— Begin Records supplied —
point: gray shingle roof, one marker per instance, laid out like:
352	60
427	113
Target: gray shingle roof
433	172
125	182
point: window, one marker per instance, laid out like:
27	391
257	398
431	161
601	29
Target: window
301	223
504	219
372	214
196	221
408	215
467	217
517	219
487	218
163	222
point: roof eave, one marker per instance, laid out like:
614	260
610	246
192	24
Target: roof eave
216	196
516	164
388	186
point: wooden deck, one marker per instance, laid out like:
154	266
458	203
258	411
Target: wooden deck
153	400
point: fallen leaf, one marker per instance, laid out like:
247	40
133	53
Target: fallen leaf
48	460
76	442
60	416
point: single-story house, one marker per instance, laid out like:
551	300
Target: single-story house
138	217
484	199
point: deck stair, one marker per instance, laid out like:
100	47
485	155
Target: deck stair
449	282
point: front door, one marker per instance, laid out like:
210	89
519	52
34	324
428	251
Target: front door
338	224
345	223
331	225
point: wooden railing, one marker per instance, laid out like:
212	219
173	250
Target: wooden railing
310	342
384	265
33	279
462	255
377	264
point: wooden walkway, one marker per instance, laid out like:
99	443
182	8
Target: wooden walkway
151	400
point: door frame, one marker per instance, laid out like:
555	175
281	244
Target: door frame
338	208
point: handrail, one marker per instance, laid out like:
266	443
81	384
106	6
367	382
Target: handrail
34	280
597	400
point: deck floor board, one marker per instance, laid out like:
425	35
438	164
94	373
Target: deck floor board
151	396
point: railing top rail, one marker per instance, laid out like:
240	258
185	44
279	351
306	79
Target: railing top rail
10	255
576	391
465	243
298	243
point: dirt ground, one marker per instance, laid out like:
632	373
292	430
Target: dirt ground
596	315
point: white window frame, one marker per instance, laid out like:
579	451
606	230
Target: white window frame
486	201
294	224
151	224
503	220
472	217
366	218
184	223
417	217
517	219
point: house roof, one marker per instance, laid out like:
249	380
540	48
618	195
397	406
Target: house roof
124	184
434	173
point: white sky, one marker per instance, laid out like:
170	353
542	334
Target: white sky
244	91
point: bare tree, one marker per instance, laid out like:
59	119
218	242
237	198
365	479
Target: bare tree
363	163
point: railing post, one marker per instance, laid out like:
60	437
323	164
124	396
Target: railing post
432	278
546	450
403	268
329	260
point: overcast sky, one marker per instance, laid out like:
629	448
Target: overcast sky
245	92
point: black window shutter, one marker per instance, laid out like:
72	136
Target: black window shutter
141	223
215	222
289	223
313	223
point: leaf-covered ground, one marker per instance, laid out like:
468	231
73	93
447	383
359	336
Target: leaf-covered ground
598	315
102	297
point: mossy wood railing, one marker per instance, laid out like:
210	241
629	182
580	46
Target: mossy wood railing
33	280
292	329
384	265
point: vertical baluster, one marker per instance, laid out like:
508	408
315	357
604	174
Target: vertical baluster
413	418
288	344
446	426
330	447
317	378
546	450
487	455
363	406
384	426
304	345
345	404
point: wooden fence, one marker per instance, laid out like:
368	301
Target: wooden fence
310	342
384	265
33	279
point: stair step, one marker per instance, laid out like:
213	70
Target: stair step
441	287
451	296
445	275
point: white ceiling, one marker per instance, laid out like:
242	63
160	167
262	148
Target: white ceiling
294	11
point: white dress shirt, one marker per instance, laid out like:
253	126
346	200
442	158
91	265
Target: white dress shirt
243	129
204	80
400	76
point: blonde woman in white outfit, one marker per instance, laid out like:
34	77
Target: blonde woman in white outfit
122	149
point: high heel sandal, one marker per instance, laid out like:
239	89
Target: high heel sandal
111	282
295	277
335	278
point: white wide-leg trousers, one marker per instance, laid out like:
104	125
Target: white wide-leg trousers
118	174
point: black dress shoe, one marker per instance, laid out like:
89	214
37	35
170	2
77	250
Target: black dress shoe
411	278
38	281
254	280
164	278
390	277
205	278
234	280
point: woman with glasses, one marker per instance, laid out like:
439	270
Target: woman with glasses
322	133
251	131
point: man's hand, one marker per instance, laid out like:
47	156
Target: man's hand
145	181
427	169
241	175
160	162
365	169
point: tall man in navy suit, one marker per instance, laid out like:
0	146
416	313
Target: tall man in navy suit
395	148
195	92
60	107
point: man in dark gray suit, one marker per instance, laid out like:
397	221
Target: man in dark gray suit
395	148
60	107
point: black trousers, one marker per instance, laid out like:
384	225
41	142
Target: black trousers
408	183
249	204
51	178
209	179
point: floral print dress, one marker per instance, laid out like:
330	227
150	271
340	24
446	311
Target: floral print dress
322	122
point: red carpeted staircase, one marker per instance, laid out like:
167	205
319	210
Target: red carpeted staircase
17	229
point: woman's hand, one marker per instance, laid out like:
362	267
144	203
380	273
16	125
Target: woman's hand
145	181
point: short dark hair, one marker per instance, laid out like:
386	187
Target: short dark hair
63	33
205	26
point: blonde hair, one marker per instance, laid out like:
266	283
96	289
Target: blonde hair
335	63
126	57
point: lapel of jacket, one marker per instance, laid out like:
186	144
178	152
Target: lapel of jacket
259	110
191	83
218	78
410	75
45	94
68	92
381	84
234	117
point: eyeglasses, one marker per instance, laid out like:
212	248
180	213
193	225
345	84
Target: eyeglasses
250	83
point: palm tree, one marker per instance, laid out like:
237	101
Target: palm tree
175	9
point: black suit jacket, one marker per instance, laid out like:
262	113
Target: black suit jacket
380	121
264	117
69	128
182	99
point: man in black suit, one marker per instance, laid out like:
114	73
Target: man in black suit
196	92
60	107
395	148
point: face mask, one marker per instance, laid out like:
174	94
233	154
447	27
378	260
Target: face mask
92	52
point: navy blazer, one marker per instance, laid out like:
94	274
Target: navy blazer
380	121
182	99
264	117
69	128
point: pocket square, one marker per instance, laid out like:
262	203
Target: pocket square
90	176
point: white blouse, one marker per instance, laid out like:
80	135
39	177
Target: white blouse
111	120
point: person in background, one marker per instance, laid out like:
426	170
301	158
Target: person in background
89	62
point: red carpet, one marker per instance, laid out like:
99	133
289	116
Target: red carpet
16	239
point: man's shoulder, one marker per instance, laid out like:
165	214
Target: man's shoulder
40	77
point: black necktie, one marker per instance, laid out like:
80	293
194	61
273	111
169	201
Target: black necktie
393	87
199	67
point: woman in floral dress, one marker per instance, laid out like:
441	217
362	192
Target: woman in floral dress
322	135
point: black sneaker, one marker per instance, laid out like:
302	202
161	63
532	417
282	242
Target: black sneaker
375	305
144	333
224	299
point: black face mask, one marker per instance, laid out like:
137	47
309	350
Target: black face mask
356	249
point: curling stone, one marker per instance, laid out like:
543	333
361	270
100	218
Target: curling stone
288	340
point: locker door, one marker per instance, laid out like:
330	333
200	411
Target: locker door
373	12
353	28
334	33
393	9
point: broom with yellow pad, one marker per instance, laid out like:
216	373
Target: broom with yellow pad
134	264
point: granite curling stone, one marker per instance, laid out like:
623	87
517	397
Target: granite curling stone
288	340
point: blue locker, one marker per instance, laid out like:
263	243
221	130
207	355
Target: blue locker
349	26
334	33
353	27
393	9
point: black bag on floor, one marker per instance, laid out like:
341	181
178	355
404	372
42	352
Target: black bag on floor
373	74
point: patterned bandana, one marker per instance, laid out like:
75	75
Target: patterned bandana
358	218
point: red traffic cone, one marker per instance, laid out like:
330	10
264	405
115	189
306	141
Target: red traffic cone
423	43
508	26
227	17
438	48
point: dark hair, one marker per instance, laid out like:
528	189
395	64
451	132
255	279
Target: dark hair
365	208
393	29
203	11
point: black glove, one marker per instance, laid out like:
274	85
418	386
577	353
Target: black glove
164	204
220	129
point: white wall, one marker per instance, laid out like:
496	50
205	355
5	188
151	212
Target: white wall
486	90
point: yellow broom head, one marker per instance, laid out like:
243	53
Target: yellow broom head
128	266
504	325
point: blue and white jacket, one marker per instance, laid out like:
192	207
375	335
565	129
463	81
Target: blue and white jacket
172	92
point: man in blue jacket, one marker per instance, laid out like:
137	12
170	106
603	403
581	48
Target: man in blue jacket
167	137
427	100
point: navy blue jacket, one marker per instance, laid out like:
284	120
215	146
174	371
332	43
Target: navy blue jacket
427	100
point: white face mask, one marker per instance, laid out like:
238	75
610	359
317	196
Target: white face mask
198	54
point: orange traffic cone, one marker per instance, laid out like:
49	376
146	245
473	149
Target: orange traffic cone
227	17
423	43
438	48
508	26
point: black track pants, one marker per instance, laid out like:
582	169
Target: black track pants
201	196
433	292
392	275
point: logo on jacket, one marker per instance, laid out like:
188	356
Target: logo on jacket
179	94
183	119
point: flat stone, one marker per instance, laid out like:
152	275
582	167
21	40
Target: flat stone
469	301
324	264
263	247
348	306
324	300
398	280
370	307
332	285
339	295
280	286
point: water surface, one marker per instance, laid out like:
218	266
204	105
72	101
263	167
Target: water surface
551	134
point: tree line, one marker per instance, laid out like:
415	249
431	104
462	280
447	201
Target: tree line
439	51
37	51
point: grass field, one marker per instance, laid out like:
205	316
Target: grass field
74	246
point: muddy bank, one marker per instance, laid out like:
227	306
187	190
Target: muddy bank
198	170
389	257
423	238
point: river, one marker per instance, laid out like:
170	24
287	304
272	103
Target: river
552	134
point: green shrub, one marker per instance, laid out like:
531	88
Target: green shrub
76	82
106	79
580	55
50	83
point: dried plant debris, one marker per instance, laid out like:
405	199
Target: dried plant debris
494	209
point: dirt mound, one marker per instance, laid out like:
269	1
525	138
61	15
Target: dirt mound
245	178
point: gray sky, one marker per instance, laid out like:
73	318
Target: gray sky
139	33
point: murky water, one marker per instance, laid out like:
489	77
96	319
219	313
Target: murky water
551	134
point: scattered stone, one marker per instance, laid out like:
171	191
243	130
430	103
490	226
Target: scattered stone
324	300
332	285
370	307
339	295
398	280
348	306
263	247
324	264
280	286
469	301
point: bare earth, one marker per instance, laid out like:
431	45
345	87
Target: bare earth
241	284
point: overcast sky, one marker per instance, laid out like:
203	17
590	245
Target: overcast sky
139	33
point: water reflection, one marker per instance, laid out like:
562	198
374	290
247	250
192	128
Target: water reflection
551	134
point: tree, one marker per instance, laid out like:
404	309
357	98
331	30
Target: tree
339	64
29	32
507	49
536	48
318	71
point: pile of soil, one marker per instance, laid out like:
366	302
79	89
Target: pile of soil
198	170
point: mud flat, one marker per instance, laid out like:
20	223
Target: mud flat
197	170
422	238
— End Records supplied —
__Requirements__.
Return the line that contains "point: grass field, one" along with every line after it through the end of the entries, exactly, adding nothing.

__Expected answer__.
point: grass field, one marker per instance, laid out like:
205	316
Target: grass field
74	246
point: muddy bank, one marker per instance, laid out like:
227	306
187	190
Target: muddy bank
198	170
389	257
423	238
point: river, one marker per instance, laid out like:
170	24
287	304
272	103
Target: river
552	134
point: green shrub, one marker per instance, laid out like:
531	88
Target: green shrub
76	82
106	79
580	55
50	83
point: dried plant debris, one marker per instance, laid out like:
405	199
Target: dried plant debris
494	209
point: dirt mound, one marker per instance, laid out like:
269	1
525	138
61	15
Target: dirt mound
245	178
point: gray sky, one marker per instance, laid out like:
73	318
Target: gray sky
139	33
point: murky water, one marker per instance, laid out like:
489	77
96	319
219	313
Target: murky water
551	134
point: scattered stone, one marker per instance, laid out like:
171	191
243	130
430	103
490	226
Target: scattered stone
324	300
332	285
370	307
339	295
398	280
348	306
263	247
324	264
280	286
469	301
point: bare earth, one marker per instance, laid out like:
431	45
345	87
Target: bare earth
241	284
point: overcast sky, one marker per instance, laid out like:
203	17
590	245
Target: overcast sky
139	33
point: water reflection, one marker per instance, laid out like:
562	198
374	290
247	250
192	128
Target: water reflection
551	134
point: tree, one marker per instance, laid out like:
404	309
357	98
331	30
Target: tree
339	64
29	32
507	49
536	48
318	71
point: pile of soil, one marker per instance, laid out like:
366	302
79	89
Target: pile of soil
198	170
point: mud flat, one marker per instance, laid out like:
20	223
Target: mud flat
197	170
422	238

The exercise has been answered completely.